» REQUIRED WORK: Set each line of the records down again exactly, please.

#####

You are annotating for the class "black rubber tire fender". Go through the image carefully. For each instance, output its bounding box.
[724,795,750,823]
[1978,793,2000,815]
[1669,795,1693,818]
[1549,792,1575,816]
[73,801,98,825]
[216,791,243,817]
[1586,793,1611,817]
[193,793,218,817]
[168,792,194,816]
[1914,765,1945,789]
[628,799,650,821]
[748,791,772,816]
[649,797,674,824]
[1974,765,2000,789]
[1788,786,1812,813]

#####

» SOLUTION TO THIS PROBLEM:
You are annotating for the class "black rubber tire fender". Go through the image carefully. For each instance, output its bounding box.
[724,795,750,823]
[1978,793,2000,815]
[1669,795,1693,818]
[1549,792,1575,816]
[73,801,98,825]
[216,791,243,817]
[1586,793,1611,817]
[193,793,218,817]
[168,792,194,816]
[1914,765,1945,789]
[628,799,650,821]
[748,791,772,816]
[649,797,674,824]
[1974,765,2000,789]
[1788,786,1812,813]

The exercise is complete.